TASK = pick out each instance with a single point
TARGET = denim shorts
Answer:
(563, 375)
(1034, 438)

○ ○ ○ ○ ○ ○ ○

**Stated exercise**
Rewrite all of the lines above, requests included, scaling every coordinate in the answers by 2.55 and rounding each result to the nearest whole number, with halves rounded up.

**Written solution**
TASK = pick out each instance with a single point
TARGET = denim shorts
Answer:
(1436, 956)
(2637, 1117)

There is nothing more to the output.